## STORED ROWS
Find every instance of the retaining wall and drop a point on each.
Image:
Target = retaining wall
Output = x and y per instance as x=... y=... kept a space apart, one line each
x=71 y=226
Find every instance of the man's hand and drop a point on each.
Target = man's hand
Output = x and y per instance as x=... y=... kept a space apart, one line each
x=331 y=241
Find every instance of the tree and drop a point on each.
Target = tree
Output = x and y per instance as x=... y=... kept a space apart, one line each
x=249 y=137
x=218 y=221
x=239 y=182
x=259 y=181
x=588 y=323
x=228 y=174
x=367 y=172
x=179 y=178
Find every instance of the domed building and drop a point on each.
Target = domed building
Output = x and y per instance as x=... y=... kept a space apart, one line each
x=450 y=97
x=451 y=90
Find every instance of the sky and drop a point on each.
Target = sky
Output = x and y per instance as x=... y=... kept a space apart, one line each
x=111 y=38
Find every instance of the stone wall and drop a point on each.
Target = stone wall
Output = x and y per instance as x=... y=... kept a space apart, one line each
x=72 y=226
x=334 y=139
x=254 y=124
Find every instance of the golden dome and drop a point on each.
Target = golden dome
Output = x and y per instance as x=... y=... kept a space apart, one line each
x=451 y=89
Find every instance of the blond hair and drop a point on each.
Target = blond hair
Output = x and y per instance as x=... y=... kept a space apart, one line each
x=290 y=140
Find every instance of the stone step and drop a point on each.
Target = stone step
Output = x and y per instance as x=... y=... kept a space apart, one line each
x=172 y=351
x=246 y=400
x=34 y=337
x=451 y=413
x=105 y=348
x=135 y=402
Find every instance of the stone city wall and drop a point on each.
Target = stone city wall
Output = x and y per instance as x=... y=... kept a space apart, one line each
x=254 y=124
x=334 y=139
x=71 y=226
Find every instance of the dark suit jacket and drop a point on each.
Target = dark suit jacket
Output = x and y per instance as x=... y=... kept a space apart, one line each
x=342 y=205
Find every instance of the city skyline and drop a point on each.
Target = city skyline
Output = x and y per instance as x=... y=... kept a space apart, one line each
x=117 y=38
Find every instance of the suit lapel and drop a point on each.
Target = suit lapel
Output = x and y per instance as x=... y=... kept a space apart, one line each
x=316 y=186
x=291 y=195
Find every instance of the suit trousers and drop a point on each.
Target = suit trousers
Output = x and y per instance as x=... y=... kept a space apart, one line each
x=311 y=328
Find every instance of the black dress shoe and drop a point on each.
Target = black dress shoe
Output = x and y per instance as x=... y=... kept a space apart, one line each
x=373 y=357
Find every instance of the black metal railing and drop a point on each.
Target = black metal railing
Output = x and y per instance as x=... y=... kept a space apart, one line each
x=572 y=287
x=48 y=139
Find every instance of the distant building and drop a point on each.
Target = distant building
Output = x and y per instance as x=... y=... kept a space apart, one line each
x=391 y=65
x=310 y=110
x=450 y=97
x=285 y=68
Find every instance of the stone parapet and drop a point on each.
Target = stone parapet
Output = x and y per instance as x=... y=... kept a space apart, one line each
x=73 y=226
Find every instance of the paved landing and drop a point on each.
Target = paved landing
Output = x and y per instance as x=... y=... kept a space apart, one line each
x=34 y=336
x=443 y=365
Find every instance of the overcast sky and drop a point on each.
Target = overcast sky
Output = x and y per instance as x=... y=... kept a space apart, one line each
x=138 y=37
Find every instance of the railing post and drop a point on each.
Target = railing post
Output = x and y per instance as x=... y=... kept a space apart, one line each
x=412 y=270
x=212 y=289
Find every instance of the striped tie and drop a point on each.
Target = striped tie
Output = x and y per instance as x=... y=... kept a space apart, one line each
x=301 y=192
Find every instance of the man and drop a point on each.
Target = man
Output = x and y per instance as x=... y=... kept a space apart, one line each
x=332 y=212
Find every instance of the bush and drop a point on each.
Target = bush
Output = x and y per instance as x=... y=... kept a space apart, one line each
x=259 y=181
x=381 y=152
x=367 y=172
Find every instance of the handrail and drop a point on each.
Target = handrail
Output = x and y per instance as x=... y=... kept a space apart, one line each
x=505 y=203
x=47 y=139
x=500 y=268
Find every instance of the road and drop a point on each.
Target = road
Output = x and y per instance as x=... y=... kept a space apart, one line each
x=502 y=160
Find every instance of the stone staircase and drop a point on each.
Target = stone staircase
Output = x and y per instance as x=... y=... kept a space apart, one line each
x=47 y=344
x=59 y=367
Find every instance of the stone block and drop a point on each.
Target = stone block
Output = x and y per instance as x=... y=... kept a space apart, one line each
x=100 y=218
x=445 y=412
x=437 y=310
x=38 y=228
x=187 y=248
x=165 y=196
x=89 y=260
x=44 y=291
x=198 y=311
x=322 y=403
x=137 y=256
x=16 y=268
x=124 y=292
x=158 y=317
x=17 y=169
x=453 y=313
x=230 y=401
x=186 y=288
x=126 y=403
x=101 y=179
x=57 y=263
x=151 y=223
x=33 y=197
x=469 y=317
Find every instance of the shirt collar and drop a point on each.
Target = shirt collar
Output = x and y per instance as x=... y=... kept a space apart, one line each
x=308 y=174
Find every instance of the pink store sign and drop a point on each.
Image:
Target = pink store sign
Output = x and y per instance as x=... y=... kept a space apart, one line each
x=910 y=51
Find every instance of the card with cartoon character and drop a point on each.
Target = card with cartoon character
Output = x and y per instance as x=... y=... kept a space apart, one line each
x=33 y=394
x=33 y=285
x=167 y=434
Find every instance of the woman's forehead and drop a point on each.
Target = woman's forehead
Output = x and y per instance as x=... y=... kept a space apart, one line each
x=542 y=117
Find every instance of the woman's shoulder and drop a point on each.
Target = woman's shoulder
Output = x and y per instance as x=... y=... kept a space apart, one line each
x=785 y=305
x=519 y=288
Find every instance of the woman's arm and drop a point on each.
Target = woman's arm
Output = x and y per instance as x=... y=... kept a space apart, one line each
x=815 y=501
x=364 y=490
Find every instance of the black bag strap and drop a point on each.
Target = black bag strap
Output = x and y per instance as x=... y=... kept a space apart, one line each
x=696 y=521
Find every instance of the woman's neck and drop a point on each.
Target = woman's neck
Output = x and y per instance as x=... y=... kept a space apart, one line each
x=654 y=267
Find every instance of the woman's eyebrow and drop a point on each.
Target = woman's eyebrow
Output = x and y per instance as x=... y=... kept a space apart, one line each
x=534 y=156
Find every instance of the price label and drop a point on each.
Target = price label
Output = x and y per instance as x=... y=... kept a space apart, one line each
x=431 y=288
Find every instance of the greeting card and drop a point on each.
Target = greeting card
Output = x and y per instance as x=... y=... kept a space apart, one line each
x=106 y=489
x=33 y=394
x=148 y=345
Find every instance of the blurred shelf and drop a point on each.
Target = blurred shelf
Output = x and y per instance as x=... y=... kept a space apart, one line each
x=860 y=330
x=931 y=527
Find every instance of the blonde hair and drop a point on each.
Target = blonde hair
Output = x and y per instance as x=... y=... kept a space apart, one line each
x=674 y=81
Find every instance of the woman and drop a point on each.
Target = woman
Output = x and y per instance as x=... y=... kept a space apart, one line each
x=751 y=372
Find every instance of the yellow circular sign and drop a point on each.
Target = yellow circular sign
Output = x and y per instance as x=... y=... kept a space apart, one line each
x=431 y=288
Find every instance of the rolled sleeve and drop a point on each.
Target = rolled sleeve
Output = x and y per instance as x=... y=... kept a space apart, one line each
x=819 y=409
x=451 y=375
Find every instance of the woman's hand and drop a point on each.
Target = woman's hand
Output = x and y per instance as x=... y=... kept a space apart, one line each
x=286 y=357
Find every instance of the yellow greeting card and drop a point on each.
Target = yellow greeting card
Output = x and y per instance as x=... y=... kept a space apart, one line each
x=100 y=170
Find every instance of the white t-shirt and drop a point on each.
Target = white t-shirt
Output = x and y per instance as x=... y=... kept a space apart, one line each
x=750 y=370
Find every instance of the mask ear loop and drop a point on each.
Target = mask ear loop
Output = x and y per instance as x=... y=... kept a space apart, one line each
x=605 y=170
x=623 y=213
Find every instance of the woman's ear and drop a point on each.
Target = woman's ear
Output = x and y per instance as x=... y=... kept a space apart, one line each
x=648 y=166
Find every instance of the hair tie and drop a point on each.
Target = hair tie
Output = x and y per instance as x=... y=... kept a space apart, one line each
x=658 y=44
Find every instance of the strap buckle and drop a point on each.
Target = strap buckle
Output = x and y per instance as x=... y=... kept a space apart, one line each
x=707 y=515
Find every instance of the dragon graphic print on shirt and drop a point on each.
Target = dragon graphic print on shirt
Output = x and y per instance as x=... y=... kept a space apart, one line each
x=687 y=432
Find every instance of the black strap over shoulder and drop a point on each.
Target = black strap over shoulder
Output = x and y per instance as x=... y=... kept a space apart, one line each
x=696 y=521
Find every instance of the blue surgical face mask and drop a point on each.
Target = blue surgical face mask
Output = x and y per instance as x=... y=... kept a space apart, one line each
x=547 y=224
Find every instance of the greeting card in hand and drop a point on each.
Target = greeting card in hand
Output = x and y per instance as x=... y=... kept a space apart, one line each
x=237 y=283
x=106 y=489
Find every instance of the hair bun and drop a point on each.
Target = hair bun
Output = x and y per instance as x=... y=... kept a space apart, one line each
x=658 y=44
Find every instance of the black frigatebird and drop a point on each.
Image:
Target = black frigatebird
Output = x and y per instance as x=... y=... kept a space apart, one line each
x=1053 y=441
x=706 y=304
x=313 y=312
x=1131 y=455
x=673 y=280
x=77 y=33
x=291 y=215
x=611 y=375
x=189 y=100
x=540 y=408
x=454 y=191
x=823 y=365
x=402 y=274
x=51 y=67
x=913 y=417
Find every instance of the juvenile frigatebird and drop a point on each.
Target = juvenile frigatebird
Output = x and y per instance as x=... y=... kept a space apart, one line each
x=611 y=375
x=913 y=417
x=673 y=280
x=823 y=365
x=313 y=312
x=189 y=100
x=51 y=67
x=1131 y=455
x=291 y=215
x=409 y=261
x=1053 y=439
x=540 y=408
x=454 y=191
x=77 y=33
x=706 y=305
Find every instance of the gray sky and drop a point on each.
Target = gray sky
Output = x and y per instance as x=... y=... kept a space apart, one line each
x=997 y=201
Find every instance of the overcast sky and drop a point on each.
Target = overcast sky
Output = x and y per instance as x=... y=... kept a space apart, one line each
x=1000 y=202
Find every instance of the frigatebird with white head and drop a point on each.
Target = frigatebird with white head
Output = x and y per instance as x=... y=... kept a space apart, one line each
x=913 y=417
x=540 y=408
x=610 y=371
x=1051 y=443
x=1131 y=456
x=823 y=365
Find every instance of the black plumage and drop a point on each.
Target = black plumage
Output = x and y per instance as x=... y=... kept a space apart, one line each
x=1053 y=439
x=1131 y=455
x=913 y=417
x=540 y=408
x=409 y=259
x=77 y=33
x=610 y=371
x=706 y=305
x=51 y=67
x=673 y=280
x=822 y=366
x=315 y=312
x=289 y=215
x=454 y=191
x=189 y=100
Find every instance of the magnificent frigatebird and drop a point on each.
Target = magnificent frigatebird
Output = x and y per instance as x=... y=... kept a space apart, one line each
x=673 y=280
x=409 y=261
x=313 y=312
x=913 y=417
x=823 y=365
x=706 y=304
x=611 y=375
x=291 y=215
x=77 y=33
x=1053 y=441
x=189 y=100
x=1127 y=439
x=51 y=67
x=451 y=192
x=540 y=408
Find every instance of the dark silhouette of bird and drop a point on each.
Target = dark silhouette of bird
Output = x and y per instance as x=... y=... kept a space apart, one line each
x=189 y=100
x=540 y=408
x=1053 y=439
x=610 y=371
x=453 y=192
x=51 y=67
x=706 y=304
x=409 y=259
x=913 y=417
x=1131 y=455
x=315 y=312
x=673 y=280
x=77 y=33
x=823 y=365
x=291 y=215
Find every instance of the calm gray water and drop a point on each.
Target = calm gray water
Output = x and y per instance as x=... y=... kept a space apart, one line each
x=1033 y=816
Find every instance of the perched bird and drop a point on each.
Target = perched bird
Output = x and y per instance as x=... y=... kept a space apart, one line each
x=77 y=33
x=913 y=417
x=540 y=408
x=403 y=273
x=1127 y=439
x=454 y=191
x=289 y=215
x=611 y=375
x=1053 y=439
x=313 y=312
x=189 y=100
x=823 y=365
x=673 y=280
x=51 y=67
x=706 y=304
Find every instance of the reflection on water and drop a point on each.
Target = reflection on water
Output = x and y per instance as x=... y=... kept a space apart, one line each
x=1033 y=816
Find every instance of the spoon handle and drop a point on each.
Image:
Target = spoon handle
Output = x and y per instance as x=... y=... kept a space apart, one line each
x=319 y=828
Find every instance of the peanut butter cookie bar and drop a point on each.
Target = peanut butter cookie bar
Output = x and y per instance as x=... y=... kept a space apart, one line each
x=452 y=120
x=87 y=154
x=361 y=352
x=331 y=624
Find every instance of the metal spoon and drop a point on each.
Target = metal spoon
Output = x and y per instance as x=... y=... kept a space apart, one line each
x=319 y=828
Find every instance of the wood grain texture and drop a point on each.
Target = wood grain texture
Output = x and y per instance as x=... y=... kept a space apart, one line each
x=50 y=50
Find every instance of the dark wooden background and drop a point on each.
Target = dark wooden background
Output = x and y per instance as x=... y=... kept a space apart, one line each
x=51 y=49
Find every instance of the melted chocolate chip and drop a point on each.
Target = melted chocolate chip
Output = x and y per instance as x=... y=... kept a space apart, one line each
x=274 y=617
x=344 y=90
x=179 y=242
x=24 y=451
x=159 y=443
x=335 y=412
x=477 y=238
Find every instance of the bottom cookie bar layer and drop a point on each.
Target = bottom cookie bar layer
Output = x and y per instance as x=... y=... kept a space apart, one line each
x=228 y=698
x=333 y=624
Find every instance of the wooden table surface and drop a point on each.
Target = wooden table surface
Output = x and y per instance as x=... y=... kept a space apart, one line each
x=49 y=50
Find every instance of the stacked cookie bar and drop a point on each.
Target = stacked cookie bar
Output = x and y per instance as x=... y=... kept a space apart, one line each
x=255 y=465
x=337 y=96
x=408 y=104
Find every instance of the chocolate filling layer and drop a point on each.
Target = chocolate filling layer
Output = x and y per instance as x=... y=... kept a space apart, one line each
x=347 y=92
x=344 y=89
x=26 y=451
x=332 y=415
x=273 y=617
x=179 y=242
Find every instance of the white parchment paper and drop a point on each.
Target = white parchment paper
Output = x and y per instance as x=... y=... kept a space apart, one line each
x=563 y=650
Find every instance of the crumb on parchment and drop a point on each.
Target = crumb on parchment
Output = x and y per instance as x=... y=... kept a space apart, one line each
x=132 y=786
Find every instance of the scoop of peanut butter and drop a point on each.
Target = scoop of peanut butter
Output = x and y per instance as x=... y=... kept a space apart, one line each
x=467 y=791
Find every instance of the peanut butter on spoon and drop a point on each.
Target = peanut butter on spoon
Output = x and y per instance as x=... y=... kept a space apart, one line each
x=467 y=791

## EXERCISE GOAL
In the material above, begin at the line that contains "Find every instance of the suit trousers" and stop after the line that contains "x=311 y=328". Render those lines as a JSON list of strings with one string per line, and leave out any blank lines.

## REPLY TO THE TASK
[
  "Find every instance of the suit trousers and drop a point on each.",
  "Target = suit trousers",
  "Output = x and y per instance as x=... y=... kept a space apart, one line each",
  "x=311 y=328"
]